--- YOUR INSTRUCTIONS ---
Will you write out all the entries below exactly?

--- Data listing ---
* begin *

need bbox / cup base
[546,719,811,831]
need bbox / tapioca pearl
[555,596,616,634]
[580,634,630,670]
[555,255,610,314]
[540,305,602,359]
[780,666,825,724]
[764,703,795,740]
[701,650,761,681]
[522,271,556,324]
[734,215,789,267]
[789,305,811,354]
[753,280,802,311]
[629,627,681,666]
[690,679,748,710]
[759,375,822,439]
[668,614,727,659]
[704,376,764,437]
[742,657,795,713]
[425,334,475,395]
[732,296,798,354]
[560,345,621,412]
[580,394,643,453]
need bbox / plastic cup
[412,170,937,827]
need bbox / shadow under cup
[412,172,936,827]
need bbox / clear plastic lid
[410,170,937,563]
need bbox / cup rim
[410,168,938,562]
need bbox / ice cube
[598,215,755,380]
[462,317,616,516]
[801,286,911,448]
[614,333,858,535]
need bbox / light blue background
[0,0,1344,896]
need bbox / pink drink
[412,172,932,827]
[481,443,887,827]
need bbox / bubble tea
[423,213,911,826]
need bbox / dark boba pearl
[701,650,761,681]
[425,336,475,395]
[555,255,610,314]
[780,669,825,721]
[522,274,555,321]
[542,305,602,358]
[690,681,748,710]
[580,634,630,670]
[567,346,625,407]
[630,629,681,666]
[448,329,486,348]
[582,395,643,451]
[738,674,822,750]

* end *

--- SOLUTION TO THIS TASK ---
need bbox / cup base
[546,719,811,831]
need bbox / tapioca pearl
[555,596,616,634]
[580,634,630,670]
[555,255,610,314]
[540,305,602,359]
[780,666,825,724]
[764,703,795,740]
[701,650,761,681]
[522,271,556,324]
[734,215,789,267]
[789,305,811,354]
[753,280,802,311]
[629,627,681,666]
[690,679,748,710]
[759,375,822,439]
[668,614,727,659]
[704,376,764,437]
[742,657,795,713]
[425,334,475,395]
[732,296,798,354]
[560,345,621,412]
[580,394,643,453]
need bbox / plastic cup
[412,170,937,827]
need bbox / shadow under cup
[412,172,936,827]
need bbox / clear plastic lid
[410,170,937,563]
need bbox / cup rim
[410,168,938,562]
need bbox / ice cube
[598,215,755,380]
[462,317,616,516]
[801,286,911,448]
[614,333,858,535]
need bbox / light blue background
[0,0,1344,896]
need bbox / pink drink
[412,172,932,827]
[481,443,887,827]
need bbox / bubble tea
[423,213,911,826]
need bbox / dark boba pearl
[701,650,761,681]
[425,336,475,395]
[555,255,610,314]
[780,669,825,721]
[522,274,555,321]
[542,305,602,358]
[690,681,748,710]
[580,634,630,670]
[567,346,625,407]
[630,629,681,666]
[448,329,486,348]
[582,395,643,451]
[738,674,822,750]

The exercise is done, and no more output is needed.